▸ **WORK TO COMPLETE**: Could you write out the data that follows, exactly and in full?
══════════════════════════════
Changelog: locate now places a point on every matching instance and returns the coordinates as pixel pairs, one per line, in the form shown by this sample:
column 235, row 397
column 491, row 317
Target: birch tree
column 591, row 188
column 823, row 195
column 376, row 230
══════════════════════════════
▸ **EXERCISE OUTPUT**:
Changelog: locate now places a point on every matching instance and returns the coordinates as pixel pairs, one per line, in the form shown by this sample:
column 235, row 397
column 491, row 317
Target: birch tree
column 591, row 188
column 823, row 195
column 376, row 230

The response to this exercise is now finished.